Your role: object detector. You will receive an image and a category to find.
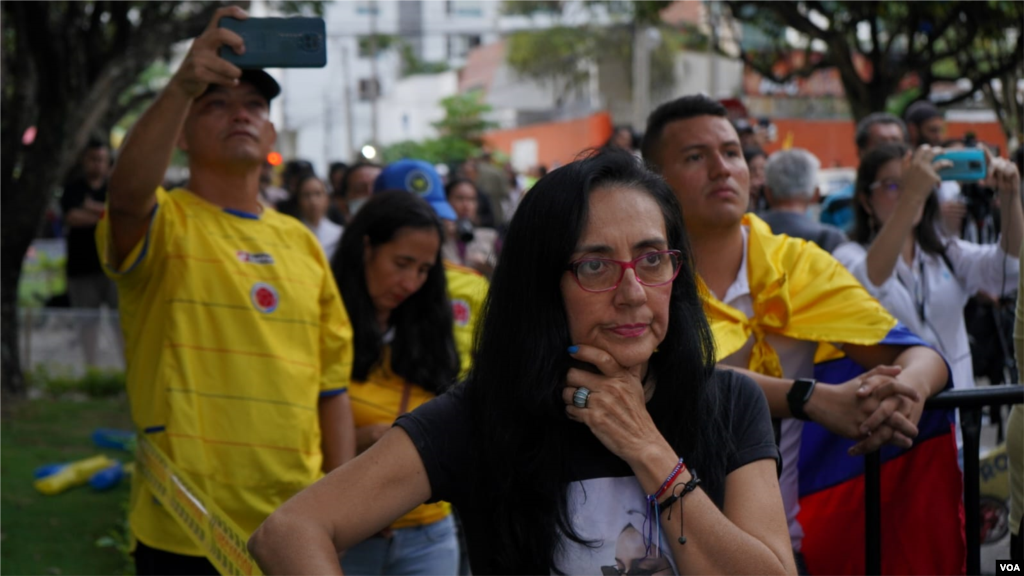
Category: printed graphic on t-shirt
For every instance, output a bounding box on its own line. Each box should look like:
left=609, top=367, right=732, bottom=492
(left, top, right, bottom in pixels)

# Exercise
Reproduce the records with "bounding box" swapped for "enclosing rectangle" and everything else left as it is. Leave out the pictures.

# Task solution
Your role: object detector. You will receive an image and a category to find.
Category: printed graphic on t-shirt
For every instance, output a enclosing rectangle on its own line. Each box should look like:
left=609, top=367, right=732, bottom=492
(left, top, right, bottom in pixels)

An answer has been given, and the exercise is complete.